Segmentation labeling items

..........

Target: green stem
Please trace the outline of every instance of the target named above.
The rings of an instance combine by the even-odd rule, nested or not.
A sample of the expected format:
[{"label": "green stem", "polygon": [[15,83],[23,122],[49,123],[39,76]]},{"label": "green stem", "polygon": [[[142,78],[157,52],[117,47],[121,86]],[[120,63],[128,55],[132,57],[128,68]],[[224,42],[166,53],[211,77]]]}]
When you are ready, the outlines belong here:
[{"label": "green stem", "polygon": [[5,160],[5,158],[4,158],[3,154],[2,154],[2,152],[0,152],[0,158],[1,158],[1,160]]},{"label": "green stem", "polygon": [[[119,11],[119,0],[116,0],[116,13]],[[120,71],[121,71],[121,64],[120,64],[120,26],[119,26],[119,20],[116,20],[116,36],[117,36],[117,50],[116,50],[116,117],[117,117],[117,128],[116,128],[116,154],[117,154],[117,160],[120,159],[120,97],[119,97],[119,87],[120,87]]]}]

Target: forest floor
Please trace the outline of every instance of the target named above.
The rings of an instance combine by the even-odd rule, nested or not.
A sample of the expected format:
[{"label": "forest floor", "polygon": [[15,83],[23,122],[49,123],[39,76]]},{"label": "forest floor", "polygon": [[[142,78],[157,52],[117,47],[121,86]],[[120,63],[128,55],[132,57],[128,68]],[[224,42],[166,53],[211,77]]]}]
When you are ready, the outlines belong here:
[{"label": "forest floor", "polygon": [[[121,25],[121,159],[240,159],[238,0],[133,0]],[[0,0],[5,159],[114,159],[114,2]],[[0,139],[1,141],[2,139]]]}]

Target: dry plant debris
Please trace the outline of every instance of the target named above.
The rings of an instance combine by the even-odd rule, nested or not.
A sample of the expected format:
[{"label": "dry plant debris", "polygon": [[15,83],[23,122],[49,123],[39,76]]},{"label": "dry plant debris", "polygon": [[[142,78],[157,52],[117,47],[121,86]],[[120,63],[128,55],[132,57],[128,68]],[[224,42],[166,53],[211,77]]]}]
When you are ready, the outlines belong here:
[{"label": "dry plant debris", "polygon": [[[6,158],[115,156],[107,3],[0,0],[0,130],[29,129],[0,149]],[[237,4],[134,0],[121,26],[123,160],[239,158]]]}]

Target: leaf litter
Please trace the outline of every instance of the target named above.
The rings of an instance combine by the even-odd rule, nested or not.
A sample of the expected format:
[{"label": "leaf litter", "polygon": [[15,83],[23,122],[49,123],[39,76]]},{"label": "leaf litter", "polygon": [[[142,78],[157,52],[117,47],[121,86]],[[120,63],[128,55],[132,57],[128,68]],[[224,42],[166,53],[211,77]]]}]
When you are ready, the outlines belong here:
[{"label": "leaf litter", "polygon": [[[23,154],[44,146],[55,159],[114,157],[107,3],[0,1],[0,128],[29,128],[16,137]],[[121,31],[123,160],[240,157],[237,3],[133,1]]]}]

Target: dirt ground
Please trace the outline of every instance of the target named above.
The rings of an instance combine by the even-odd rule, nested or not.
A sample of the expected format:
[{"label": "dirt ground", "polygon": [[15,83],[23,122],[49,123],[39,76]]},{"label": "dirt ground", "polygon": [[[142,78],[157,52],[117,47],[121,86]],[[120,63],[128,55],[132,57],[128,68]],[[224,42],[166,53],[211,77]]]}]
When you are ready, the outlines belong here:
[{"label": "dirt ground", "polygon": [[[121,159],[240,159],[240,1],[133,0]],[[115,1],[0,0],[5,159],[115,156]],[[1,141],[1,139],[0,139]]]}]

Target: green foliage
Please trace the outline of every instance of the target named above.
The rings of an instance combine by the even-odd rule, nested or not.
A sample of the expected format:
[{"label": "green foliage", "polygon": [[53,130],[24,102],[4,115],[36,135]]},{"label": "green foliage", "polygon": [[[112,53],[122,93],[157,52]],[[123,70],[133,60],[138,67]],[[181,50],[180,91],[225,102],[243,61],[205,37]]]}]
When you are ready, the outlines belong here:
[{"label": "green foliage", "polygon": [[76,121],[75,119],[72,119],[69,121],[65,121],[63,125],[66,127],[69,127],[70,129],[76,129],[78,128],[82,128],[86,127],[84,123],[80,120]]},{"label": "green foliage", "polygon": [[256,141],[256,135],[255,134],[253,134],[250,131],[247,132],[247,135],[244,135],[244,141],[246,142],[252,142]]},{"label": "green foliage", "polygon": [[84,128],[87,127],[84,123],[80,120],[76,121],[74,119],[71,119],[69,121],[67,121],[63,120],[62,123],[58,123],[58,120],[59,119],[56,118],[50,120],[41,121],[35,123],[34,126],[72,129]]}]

..........

• What the task asks: Using the data above, reproduce every line exactly.

• Solution for this task:
Target: green stem
Please trace the outline of every instance of the target named above.
The rings of an instance combine by the even-odd rule, nested or not.
A sample of the expected format:
[{"label": "green stem", "polygon": [[15,83],[23,122],[49,123],[39,76]]},{"label": "green stem", "polygon": [[[142,78],[157,52],[117,47],[121,86]],[[120,63],[128,55],[132,57],[128,68]],[[224,42],[166,53],[211,77]]]}]
When you are ready, the outlines belong here:
[{"label": "green stem", "polygon": [[5,160],[5,158],[4,158],[3,154],[2,154],[2,152],[0,152],[0,158],[1,158],[1,160]]},{"label": "green stem", "polygon": [[[119,11],[119,0],[116,0],[116,13]],[[120,71],[121,71],[121,64],[120,64],[120,26],[119,26],[119,20],[116,20],[116,36],[117,36],[117,50],[116,50],[116,117],[117,117],[117,128],[116,128],[116,154],[117,154],[117,160],[120,159],[120,97],[119,97],[119,87],[120,87]]]}]

Target: forest floor
Please trace the outline of every instance of the target named above.
The rings of an instance combine by the even-odd rule, nested or not.
A sample of the expected format:
[{"label": "forest floor", "polygon": [[15,83],[23,122],[49,123],[39,76]]},{"label": "forest floor", "polygon": [[[142,78],[157,52],[117,47],[121,86]],[[120,63],[128,55],[132,57],[128,68]],[[224,42],[166,53],[211,77]]]}]
When you are ready, the outlines belong here:
[{"label": "forest floor", "polygon": [[[121,25],[121,159],[240,159],[238,0],[133,0]],[[0,0],[5,159],[114,159],[114,2]],[[0,139],[1,141],[2,139]]]}]

Target: dry plant debris
Please trace the outline of every instance of the target named above.
The rings of an instance combine by the even-odd rule, nested or not.
A sample of the expected format:
[{"label": "dry plant debris", "polygon": [[15,83],[23,122],[49,123],[39,76]]},{"label": "dry plant debris", "polygon": [[[142,78],[157,52],[117,47],[121,86]],[[120,63],[128,55],[132,57],[128,68]],[[224,42],[166,53],[211,77]]]}]
When you are ready, the outlines belong here:
[{"label": "dry plant debris", "polygon": [[[6,158],[115,156],[107,3],[0,0],[0,130],[29,129],[0,149]],[[237,4],[134,0],[121,26],[123,160],[239,158]]]}]

Target: leaf litter
Please trace the outline of every instance of the target named above.
The rings of an instance combine by the even-odd rule, nested or not.
A sample of the expected format:
[{"label": "leaf litter", "polygon": [[15,83],[23,122],[49,123],[39,76]]},{"label": "leaf litter", "polygon": [[[142,78],[157,52],[117,47],[121,86]],[[120,63],[128,55],[132,57],[128,68]],[[224,42],[166,53],[211,77]]]}]
When you are ready, the outlines belong here:
[{"label": "leaf litter", "polygon": [[[23,154],[44,146],[55,159],[114,157],[107,3],[0,1],[0,128],[29,128],[16,137]],[[121,31],[123,160],[240,157],[237,3],[133,1]]]}]

Target: dirt ground
Please trace the outline of every instance of the target named above.
The rings of an instance combine by the even-odd rule, nested or not.
A sample of the expected format:
[{"label": "dirt ground", "polygon": [[15,83],[23,122],[49,123],[39,76]]},{"label": "dirt ground", "polygon": [[[142,78],[157,52],[117,47],[121,86]],[[120,63],[128,55],[132,57],[128,68]],[[224,42],[166,53],[211,77]]]}]
When you are ready, the outlines belong here:
[{"label": "dirt ground", "polygon": [[[121,159],[240,159],[240,1],[133,0]],[[115,1],[0,0],[5,159],[115,156]],[[1,141],[1,139],[0,139]]]}]

Target: green foliage
Please trace the outline of every instance of the target named above.
The rings of an instance combine by the even-odd rule, nested or not.
A sample of the expected format:
[{"label": "green foliage", "polygon": [[53,130],[24,102],[4,115],[36,135]]},{"label": "green foliage", "polygon": [[[112,53],[122,93],[157,52]],[[123,70],[133,60],[138,67]],[[181,50],[180,91],[225,102],[243,61],[205,37]]]}]
When you are ready, the outlines belong here:
[{"label": "green foliage", "polygon": [[76,121],[75,119],[72,119],[69,121],[65,121],[63,125],[66,127],[69,127],[70,129],[76,129],[78,128],[82,128],[86,127],[84,123],[80,120]]},{"label": "green foliage", "polygon": [[256,141],[256,135],[255,134],[253,134],[250,131],[247,132],[247,135],[244,135],[244,141],[246,142],[252,142]]},{"label": "green foliage", "polygon": [[84,128],[87,127],[84,123],[80,120],[76,121],[74,119],[71,119],[69,121],[67,121],[63,120],[62,123],[58,123],[58,120],[59,119],[56,118],[50,120],[41,121],[35,123],[34,126],[72,129]]}]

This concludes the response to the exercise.